> _Task prompt_
Could you change every "red" to "crimson" in the items, starting with the line that contains "point_to(query) returns one keypoint per instance of the green" and going on through the last line of the items, and give back only those lines with nothing else altered?

+ + + + +

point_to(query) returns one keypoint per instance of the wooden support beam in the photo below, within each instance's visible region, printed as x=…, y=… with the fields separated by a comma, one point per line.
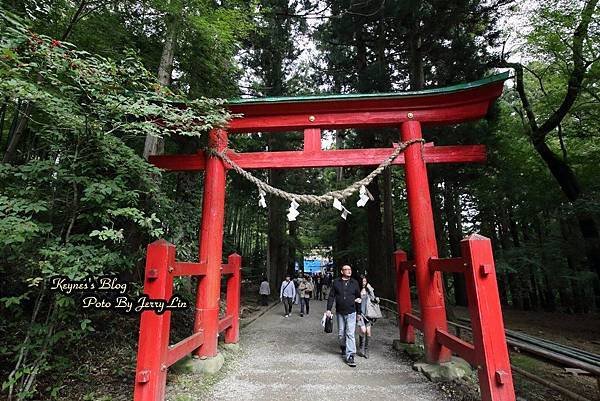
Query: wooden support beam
x=414, y=321
x=464, y=349
x=358, y=119
x=189, y=269
x=448, y=265
x=312, y=140
x=184, y=347
x=225, y=323
x=323, y=158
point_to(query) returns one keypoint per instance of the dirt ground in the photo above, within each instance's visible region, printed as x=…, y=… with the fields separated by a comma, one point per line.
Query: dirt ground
x=105, y=364
x=580, y=331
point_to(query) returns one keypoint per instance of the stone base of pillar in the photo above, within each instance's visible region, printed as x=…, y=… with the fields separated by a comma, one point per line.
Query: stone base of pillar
x=443, y=372
x=414, y=351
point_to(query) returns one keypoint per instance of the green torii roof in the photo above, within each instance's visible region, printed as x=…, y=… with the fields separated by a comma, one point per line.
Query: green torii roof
x=408, y=94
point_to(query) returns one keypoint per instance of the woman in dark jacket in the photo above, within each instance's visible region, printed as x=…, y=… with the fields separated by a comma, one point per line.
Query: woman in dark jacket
x=367, y=294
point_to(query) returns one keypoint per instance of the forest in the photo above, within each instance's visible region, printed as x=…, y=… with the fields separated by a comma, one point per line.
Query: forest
x=89, y=89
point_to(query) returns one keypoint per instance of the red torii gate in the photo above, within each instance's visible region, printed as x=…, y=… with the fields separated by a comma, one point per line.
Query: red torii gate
x=311, y=114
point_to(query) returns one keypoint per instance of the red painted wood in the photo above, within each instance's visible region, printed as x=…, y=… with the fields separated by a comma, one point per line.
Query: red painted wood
x=189, y=269
x=357, y=119
x=495, y=376
x=403, y=301
x=449, y=265
x=184, y=347
x=225, y=323
x=414, y=321
x=151, y=368
x=429, y=285
x=464, y=349
x=444, y=108
x=312, y=140
x=323, y=158
x=234, y=285
x=211, y=247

+ + + + +

> _Finished task_
point_to(query) returns one keypoint per instance of the green torii roof in the photo above, within each instance's visible region, printed as x=…, y=… with the fields separated by a comma, one point per line.
Query: green torii roof
x=408, y=94
point_to(query) returns one keypoint per instance of the woman in dark jacket in the photo above, within each instance's visible region, printed as x=…, y=… with the fields separated by a comma, one point per line.
Query: woman in dark jacket
x=367, y=294
point_to(query) returns one keypoint per instance of the forest in the photo above, within each instance's visible region, printed as x=…, y=… with the fields separated by a comma, one point per line.
Query: forest
x=89, y=89
point_to(query) returns one keypoint per instance of the crimson torii gate in the photo above, within each instance's visible region, printed as x=…, y=… with the fields separated by a comma, one point per line.
Query: crimson torii gate
x=311, y=114
point_to(query) returns one keypoint per instance of the crimson painted wood in the photo above, within each instance's visible region, printed as x=…, y=… with the fields separated by a comma, one point per line.
Query: crimson painted wood
x=189, y=269
x=357, y=119
x=495, y=376
x=403, y=301
x=449, y=265
x=184, y=347
x=225, y=323
x=414, y=321
x=151, y=368
x=429, y=285
x=464, y=349
x=444, y=108
x=312, y=140
x=323, y=158
x=234, y=285
x=211, y=247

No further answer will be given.